Setiap musim dingin, udara yang lebih sejuk, asap dari petani yang membakar jerami, dan emisi dari kendaraan dan sumber lain bergabung untuk menciptakan kabut asap mematikan yang mengurangi jarak pandang di kota berpenduduk 20 juta orang itu.
Pada tahun 2020, sebuah studi Lancet mengaitkan 1,67 juta kematian dengan polusi udara di India pada 2019, termasuk hampir 17.500 di ibu kota.
Pihak berwenang Delhi secara teratur mengumumkan berbagai rencana untuk mengurangi polusi udara, misalnya dengan menghentikan pekerjaan konstruksi, tetapi upaya itu tidak banyak berpengaruh.
Pembakaran sawah setelah panen di Punjab dan negara bagian lain terus terjadi setiap tahun, meskipun ada upaya untuk membujuk petani untuk menggunakan metode yang berbeda.
Situasi ini juga merupakan sorotan politik - dengan ibu kota dan Punjab diperintah oleh Partai Aam Aadmi (Aam Aadmi Party/AAP), saingan Partai Bharatiya Janata (BJP) pimpinan Perdana Menteri Narendra Modi.
"Mulai hari ini, Punjab, negara bagian yang dijalankan oleh AAP, telah mengalami peningkatan kebakaran pertanian lebih dari 19 persen selama tahun 2021," menteri lingkungan Bhupender Yadav, yang berasal dari BJP, mentweet pada hari Rabu.
#####
• _RINCIAN TUGAS_: Perbarui bagian dokumen sumber yang dimulai pada kata-kata "Situasi ini juga" dan berhenti setelah "Menteri Narendra Modi.", dengan mengganti "sorotan politik" menjadi "isu politik". Gunakan hanya dokumen sumber sebagai dasar.
#####
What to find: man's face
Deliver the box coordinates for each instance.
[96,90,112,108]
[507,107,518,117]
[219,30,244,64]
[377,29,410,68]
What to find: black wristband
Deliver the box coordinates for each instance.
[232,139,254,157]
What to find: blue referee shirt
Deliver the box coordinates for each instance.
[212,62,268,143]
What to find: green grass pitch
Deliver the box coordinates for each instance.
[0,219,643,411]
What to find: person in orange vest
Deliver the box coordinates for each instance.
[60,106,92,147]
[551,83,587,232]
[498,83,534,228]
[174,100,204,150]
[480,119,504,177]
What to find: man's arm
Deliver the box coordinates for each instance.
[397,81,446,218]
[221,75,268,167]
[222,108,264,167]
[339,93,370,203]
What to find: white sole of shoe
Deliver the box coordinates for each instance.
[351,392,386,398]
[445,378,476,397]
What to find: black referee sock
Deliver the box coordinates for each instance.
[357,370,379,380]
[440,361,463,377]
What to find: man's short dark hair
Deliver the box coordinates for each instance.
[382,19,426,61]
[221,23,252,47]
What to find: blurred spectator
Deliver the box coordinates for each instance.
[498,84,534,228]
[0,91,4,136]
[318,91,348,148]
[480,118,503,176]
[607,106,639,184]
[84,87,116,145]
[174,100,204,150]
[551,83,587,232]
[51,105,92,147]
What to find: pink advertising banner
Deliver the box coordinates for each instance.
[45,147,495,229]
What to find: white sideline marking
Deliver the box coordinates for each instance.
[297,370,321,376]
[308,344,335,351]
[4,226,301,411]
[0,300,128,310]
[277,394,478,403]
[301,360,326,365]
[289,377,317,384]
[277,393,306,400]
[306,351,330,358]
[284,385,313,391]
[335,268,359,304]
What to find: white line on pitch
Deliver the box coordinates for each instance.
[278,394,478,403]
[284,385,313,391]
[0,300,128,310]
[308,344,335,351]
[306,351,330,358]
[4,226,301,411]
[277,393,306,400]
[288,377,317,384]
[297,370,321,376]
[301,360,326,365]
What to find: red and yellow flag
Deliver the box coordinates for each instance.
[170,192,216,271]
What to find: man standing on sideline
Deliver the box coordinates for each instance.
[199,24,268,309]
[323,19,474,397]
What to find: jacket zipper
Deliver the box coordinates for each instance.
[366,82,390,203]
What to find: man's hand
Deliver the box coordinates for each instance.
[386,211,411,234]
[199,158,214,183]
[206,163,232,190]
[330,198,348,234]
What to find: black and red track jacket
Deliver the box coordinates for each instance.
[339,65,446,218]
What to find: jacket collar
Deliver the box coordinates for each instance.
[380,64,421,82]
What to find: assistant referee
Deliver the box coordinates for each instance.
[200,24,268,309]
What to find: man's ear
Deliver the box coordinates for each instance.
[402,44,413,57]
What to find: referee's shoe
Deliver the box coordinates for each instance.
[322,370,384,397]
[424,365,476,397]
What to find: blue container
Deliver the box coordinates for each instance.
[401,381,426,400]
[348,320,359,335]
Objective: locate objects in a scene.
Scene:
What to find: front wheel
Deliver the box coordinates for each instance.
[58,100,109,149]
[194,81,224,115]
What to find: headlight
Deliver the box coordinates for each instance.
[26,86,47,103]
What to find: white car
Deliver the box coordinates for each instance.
#####
• _JAWABAN ANDA_:
Situasi ini juga merupakan isu politik - dengan ibu kota dan Punjab diperintah oleh Partai Aam Aadmi (Aam Aadmi Party/AAP), saingan Partai Bharatiya Janata (BJP) pimpinan Perdana Menteri Narendra Modi.